■ **Task objective**: Rewrite every line of the records below, including the requests, and scale each coordinate in the answers by 1.8, rounding to whole numbers with halves rounded up. Leave the pictures out of your answer.

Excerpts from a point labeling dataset
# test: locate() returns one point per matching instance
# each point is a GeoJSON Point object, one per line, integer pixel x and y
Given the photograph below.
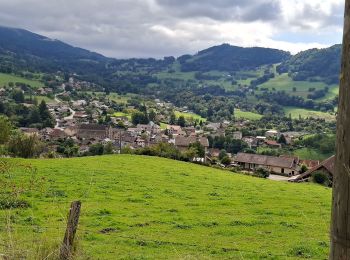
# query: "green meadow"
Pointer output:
{"type": "Point", "coordinates": [137, 207]}
{"type": "Point", "coordinates": [5, 79]}
{"type": "Point", "coordinates": [247, 115]}
{"type": "Point", "coordinates": [284, 82]}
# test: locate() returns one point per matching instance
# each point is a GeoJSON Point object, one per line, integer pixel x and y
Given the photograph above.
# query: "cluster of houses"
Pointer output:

■ **Correct result**:
# test: locate() returns one point per matching instance
# each point is a GeoJSON Point object, one per line, integer pixel x and y
Given the photograph below.
# query: "green meadow"
Pointer output:
{"type": "Point", "coordinates": [247, 373]}
{"type": "Point", "coordinates": [9, 142]}
{"type": "Point", "coordinates": [445, 207]}
{"type": "Point", "coordinates": [511, 148]}
# test: locate() returns one point per matching instance
# each point is a GeoJSON Point object, one per line, integer pixel x and y
Given the photograph above.
# query: "cluster of houses"
Pointer output:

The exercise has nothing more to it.